* _EXTRAIT DE TEXTE_:
********************

Les chercheurs de Human Rights Watch toujours présents à Haïti ont constaté que, dans la plupart des cas qu’ils ont examinés, les autorités haïtiennes n’ont pris aucune mesure tendant à identifier les auteurs de ces abus et à les poursuivre en justice. Les autorités haïtiennes n’ont, en outre, pas appuyé les efforts de la police civile onusienne, dont le mandat consiste à apporter un soutien à la police nationale dans le cadre de ses enquêtes.
Les victimes interviewées par Human Rights Watch ont toutes déclaré que la police nationale ne se rend jamais sur les lieux des violences pour aider les victimes ou pour enquêter sur les crimes commis.
D’autre part, les victimes de violences ont souvent fait l’objet d’harcèlements de la part de la police. Plusieurs résidents du quartier pauvre Cité Soleil de Port-au-Prince ont rapporté à Human Rights Watch que la police considère qu’une personne blessée dans le quartier est en réalité un membre d’un gang. Les haïtiens évitent de transporter les personnes blessées vers les hôpitaux publics, sachant que les victimes peuvent y faire l’objet d’une arrestation arbitraire.
La situation à Haïti a été, cette année, effervescente depuis le soulèvement armé qui a contraint Jean-Bertrand Aristide à démissionner en février 2004. Les conditions de sécurité se sont légèrement améliorées après l’arrivée des Forces Intérimaires Multinationales ce même mois, et puis dans les premiers mois suivant l’installation de la mission de stabilisation de l’ONU en juin.
Néanmoins, l’échec du gouvernement intérimaire à restaurer la stabilité a laissé le pouvoir vacant, permettant ainsi aux groupes armés de se multiplier. Anciens militaires, les partisans armés d’Aristide et les gangs criminels se disputent le contrôle de différentes régions du pays. Le niveau de violence s’est considérablement accru depuis septembre dernier, défiant la capacité de la MINUSTAH à contrôler la situation.

********************

Données de repérage d'objets en langage naturel
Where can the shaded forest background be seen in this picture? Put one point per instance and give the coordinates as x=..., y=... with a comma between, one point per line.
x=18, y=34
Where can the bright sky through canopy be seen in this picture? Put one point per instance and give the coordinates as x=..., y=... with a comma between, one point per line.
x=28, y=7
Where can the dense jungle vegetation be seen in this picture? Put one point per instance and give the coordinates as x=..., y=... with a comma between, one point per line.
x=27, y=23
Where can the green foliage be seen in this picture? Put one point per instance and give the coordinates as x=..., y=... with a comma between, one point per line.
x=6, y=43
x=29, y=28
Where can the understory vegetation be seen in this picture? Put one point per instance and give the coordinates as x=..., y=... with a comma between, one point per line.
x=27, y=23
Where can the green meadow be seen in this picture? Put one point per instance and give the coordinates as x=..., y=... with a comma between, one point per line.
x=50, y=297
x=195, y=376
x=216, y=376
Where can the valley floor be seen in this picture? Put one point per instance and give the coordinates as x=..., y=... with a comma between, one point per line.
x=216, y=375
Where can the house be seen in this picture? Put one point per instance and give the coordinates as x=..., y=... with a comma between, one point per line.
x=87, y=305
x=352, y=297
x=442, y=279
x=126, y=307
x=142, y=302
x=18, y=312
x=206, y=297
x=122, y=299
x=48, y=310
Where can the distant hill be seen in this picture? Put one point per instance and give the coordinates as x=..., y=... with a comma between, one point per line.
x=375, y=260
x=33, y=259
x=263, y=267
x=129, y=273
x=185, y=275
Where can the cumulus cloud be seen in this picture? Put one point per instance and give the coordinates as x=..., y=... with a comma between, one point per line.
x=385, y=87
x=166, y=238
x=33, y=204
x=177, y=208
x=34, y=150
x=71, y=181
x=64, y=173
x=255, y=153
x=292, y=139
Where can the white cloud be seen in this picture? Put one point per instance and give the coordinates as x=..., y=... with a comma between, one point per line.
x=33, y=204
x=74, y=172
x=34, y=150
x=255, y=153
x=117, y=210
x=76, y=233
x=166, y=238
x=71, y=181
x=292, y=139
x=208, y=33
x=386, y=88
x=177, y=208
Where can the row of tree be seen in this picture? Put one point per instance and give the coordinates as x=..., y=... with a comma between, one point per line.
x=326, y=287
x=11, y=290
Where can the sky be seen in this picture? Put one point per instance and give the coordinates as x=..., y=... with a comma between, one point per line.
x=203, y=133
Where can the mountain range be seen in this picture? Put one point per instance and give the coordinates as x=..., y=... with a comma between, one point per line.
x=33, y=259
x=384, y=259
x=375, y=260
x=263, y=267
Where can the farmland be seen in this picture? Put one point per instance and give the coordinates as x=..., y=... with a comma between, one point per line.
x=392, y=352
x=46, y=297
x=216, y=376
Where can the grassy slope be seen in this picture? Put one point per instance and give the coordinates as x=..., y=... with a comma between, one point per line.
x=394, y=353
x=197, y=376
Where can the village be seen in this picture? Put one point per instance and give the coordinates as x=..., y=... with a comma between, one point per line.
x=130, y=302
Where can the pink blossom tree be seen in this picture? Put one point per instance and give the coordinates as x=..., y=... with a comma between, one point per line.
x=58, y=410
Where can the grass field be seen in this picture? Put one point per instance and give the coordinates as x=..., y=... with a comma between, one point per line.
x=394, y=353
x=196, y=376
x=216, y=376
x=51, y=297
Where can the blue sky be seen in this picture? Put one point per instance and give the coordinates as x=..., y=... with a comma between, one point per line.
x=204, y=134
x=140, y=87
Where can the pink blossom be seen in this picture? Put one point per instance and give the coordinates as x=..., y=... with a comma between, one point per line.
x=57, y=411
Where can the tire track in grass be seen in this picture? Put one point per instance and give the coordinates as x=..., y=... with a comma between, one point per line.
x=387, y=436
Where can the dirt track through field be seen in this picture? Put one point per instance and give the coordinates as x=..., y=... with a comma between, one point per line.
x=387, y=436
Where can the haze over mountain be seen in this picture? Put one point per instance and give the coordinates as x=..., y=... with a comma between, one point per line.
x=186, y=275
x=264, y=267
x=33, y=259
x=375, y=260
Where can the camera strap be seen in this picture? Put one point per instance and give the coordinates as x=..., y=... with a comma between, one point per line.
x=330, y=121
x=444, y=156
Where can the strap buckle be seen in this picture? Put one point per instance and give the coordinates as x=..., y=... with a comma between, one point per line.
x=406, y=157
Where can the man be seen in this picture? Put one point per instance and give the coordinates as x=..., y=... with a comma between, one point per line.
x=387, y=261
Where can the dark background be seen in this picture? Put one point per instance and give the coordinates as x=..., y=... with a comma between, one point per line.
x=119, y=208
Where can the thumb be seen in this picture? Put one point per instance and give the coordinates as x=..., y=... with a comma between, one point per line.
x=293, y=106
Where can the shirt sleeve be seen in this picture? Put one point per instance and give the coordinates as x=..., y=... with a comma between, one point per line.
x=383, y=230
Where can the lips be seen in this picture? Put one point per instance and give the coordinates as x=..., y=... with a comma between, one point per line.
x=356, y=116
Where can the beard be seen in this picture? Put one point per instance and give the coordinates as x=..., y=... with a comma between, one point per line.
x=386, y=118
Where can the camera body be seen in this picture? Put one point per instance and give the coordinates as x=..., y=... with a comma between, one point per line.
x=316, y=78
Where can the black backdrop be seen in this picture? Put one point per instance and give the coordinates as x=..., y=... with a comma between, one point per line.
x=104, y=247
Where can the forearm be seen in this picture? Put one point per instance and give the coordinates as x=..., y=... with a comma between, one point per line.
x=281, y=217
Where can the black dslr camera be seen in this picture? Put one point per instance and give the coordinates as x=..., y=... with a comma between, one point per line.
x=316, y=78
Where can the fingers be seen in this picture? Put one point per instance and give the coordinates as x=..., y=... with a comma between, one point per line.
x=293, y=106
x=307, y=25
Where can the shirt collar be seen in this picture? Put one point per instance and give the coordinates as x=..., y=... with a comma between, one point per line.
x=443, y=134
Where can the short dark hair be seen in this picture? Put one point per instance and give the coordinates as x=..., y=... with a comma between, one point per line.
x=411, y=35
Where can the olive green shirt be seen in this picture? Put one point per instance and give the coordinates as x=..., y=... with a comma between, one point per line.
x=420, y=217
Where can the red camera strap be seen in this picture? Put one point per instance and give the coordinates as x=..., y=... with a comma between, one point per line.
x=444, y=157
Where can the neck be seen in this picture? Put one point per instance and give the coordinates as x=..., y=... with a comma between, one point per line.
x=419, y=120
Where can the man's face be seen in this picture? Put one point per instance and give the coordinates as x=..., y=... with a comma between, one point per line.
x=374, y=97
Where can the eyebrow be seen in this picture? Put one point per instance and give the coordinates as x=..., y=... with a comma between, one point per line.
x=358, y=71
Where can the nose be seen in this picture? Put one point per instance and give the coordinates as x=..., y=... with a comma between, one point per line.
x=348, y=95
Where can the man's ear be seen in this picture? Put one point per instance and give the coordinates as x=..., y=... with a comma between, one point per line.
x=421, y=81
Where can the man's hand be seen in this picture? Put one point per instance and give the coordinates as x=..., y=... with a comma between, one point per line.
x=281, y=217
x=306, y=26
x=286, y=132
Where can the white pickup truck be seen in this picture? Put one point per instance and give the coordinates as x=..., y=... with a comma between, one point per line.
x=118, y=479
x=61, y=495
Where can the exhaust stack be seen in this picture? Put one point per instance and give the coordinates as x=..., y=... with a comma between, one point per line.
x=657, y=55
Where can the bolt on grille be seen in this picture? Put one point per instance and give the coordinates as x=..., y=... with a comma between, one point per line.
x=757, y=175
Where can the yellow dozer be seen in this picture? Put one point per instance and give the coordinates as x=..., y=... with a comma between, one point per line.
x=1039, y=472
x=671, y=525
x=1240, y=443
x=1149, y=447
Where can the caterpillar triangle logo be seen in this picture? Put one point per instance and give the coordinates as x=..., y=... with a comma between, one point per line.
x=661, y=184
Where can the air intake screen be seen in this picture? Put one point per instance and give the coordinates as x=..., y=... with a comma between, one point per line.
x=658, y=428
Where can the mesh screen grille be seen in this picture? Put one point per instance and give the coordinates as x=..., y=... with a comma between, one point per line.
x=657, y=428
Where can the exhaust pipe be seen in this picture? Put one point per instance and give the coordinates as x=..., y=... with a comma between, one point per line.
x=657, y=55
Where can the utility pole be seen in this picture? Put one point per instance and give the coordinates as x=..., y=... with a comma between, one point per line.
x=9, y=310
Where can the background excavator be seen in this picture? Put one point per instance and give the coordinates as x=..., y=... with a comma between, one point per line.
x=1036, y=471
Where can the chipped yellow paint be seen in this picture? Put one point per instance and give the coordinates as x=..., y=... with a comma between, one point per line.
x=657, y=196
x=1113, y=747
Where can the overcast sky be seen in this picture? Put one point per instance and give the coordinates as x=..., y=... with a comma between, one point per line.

********************

* _TRAVAIL À FAIRE_:
1. Répondez à ces questions sur le texte au sujet d'Haïti :
(a) Quand Jean-Bertrand Aristide a-t-il dû démissionner ?
(b) Dans quel quartier pauvre de Port-au-Prince vivent les résidents qui parlent de la police ?
(c) Depuis quand la violence a-t-elle nettement augmenté ?
2. Continuez le texte sur la situation en Haïti après sa dernière phrase.

* _RÉPONSES AUX EXERCICES_:
1.
(a) En février 2004.
(b) À Cité Soleil.
(c) Depuis septembre dernier.

2.
La délégation du Conseil de sécurité doit se rendre à Haïti cette semaine, au cœur d’une crise profonde portant sur la capacité de la mission de l’ONU à stabiliser la situation. Cette visite est censée « souligner l’engagement de la communauté internationale pour une stabilisation et un développement à long terme », ainsi qu’à évaluer les besoins du pays en matière de sécurité, de développement et d’aide humanitaire.
« Le Conseil de Sécurité devrait encourager le gouvernement à prendre des mesures urgentes pour mettre fin au climat d’insécurité et au chaos qui règne à Haïti », affirme Mariner. « Les membres du Conseil de Sécurité doivent également s’assurer que la mission de l’ONU dispose de tout le support nécessaire pour aider le gouvernement dans l’accomplissement de cette tache ardue. »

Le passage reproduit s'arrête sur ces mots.